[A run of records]

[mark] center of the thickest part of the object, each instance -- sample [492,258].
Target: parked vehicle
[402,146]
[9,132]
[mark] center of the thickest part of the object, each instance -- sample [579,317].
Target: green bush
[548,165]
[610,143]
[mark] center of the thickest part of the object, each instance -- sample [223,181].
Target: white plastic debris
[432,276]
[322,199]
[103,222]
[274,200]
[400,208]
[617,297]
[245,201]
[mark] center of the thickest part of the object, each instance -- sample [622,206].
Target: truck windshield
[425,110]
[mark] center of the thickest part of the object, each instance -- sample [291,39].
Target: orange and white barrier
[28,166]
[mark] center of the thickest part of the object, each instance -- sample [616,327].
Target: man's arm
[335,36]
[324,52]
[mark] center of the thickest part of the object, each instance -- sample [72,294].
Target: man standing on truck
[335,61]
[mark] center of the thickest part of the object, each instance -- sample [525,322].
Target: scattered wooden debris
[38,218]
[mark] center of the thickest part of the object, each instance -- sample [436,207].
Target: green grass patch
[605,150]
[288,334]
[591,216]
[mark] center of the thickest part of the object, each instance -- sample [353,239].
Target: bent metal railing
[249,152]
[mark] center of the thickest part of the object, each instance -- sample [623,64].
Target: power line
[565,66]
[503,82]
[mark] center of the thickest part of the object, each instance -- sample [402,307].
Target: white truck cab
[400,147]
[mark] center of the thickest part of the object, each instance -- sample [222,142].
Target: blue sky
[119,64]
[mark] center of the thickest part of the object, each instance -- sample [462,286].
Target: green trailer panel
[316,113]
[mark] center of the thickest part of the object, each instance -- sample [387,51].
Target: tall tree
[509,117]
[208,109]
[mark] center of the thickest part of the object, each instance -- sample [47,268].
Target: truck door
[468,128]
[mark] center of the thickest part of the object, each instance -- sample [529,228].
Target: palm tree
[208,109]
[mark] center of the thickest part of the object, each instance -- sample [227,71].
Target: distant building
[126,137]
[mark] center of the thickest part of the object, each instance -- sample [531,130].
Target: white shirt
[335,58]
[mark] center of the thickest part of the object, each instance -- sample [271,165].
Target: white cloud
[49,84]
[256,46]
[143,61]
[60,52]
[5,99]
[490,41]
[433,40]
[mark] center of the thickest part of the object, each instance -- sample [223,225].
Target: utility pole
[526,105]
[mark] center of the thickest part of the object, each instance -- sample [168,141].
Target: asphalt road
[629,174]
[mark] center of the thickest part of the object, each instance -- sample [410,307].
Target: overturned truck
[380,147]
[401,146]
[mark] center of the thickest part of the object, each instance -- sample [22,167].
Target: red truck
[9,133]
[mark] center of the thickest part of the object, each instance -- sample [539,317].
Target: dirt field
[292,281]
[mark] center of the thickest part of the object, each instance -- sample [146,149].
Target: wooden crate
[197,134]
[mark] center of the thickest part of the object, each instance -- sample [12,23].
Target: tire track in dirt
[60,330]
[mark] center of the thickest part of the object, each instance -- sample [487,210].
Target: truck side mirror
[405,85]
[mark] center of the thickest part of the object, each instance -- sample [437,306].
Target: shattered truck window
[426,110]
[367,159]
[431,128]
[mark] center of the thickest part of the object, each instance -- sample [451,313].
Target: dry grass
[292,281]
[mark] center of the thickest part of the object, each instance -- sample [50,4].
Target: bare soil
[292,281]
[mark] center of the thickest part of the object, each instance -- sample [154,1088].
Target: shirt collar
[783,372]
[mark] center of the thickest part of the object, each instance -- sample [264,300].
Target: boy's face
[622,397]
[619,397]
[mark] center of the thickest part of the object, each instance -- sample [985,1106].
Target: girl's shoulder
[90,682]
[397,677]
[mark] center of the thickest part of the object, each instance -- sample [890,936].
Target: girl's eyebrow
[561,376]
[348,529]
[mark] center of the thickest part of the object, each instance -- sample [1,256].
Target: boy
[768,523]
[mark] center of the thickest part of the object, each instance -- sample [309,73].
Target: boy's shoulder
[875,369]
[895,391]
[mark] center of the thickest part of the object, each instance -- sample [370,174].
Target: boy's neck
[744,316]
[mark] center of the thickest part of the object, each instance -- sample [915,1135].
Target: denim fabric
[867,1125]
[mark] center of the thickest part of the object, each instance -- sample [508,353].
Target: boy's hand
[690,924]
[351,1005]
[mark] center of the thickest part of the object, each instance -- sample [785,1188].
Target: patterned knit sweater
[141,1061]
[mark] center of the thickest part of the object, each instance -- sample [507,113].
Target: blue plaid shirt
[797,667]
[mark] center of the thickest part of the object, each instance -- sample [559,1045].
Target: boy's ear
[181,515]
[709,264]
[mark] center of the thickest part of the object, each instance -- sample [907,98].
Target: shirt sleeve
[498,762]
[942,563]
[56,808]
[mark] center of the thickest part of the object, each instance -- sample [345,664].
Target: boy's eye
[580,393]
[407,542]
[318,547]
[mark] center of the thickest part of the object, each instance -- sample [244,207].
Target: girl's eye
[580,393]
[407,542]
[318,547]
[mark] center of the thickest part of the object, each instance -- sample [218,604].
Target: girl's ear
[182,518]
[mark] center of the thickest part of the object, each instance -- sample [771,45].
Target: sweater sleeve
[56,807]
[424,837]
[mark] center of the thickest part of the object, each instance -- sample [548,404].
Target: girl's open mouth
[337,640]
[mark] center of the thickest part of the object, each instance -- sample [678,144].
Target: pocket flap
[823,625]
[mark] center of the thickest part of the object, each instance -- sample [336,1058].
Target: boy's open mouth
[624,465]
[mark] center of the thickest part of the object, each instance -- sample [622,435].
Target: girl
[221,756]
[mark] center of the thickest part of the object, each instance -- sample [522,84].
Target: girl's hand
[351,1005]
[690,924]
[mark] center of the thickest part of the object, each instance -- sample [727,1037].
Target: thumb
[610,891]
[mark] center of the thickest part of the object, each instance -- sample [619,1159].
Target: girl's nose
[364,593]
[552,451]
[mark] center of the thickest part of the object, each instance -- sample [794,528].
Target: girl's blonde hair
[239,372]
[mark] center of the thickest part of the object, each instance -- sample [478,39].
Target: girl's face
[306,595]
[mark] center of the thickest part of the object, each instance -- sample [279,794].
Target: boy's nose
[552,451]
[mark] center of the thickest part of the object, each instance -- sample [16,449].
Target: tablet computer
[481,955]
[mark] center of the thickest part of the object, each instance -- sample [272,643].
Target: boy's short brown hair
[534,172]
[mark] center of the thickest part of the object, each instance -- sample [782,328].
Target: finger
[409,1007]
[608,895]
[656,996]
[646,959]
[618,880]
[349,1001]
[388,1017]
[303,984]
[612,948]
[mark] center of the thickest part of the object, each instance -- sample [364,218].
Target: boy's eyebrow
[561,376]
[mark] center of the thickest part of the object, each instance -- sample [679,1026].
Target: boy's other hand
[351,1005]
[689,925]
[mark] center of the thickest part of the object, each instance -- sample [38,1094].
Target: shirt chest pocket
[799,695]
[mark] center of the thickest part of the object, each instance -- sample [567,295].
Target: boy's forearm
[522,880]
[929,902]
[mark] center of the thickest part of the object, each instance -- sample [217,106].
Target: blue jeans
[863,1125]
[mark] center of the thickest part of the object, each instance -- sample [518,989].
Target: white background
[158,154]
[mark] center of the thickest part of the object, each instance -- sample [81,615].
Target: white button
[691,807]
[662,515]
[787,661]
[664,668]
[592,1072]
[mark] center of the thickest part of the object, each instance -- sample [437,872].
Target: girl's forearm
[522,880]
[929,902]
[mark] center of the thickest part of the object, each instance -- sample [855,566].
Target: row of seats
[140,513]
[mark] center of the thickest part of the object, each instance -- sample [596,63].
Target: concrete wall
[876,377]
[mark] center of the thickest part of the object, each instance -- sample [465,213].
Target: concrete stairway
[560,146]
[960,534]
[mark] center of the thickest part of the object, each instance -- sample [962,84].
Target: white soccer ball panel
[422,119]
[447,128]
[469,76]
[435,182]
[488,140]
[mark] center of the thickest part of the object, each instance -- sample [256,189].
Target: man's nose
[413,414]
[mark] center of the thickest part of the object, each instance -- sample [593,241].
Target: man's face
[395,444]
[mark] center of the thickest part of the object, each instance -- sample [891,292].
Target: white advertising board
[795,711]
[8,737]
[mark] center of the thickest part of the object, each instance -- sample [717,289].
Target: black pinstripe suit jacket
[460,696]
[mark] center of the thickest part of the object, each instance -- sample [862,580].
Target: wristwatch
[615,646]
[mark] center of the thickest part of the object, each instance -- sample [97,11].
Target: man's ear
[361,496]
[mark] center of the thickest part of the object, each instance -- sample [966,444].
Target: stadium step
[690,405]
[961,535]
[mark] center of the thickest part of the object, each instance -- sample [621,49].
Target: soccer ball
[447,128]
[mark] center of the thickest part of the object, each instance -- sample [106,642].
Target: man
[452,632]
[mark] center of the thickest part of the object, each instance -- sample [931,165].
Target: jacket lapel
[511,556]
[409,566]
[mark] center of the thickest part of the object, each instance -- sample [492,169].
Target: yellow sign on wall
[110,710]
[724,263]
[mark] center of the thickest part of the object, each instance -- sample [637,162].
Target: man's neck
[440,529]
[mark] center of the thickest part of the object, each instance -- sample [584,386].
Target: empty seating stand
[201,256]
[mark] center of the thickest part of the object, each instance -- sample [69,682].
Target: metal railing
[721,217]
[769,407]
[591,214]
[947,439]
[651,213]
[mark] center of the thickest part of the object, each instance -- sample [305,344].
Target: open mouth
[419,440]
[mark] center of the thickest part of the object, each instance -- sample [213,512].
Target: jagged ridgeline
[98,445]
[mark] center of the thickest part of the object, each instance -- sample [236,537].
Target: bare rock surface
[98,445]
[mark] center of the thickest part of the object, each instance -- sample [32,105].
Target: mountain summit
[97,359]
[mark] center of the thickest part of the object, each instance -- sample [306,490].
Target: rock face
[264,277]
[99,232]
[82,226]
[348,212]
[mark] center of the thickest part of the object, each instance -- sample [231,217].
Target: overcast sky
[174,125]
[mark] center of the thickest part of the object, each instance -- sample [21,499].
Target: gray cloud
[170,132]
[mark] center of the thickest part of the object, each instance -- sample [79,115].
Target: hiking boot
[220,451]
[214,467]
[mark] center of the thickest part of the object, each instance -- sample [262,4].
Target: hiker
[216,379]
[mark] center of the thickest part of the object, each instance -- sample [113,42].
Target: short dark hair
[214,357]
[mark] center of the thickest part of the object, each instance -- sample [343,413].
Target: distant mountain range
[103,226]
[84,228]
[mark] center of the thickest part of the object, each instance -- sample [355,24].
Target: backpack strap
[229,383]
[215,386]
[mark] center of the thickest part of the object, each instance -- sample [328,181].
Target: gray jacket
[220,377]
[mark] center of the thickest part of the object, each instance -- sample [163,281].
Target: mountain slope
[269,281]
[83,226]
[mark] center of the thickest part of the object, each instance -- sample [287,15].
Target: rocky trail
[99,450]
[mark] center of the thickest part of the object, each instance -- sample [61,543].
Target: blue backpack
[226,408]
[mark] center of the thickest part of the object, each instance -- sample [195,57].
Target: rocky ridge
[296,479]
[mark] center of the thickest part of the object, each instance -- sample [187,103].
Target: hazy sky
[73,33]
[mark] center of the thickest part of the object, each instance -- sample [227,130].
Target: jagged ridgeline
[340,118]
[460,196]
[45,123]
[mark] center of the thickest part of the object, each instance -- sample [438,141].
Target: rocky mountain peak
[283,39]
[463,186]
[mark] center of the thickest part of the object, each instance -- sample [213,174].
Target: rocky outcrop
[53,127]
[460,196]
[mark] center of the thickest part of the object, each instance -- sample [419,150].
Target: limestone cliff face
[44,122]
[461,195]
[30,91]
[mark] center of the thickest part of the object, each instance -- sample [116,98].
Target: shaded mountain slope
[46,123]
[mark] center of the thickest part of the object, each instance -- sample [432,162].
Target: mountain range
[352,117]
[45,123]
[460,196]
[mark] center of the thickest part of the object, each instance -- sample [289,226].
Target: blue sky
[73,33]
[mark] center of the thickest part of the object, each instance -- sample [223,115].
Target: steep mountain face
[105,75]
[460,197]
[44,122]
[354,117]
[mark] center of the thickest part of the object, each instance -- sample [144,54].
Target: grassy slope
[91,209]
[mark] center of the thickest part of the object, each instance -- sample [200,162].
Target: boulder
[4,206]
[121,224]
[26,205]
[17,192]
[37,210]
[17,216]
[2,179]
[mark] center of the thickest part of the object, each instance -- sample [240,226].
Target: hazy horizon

> WHAT NEEDS TO BE DONE
Nothing but the lines from the one with "-- sample [227,130]." through the last line should be repeated, each exactly as it stands.

> TASK SOLUTION
[mark] center of the thickest part of the object, each instance -- sample [227,130].
Target: jagged ridgeline
[340,118]
[460,196]
[45,123]
[mark] center of the thickest part of the object, each instance -- sample [438,141].
Target: rocky mountain peak
[283,39]
[463,186]
[mark] center of the thickest part of the object, each instance -- sample [213,174].
Target: rocky outcrop
[53,127]
[460,196]
[mark] center of the thickest part of the object, each instance -- sample [419,150].
Target: limestone cliff face
[44,122]
[461,195]
[30,91]
[mark] center of the thickest part of the object, each instance -- sample [116,98].
Target: shaded mountain slope
[46,123]
[mark] center of the thickest part of the object, each instance -- sample [432,162].
Target: mountain range
[352,117]
[45,123]
[460,196]
[mark] center of the thickest part of the object, each instance -- sample [289,226].
Target: blue sky
[73,33]
[mark] center of the thickest part of the object, each instance -- sample [223,115].
Target: steep mountain face
[105,75]
[460,197]
[44,122]
[354,117]
[mark] center of the thickest part of the object, each instance -- sample [144,54].
Target: grassy slope
[91,209]
[mark] center of the thickest part of the object, each instance -- sample [200,162].
Target: boulder
[4,206]
[121,224]
[26,205]
[17,192]
[37,210]
[17,216]
[2,179]
[mark] center of the thickest part of the object, each instance -- sample [240,226].
Target: hazy horizon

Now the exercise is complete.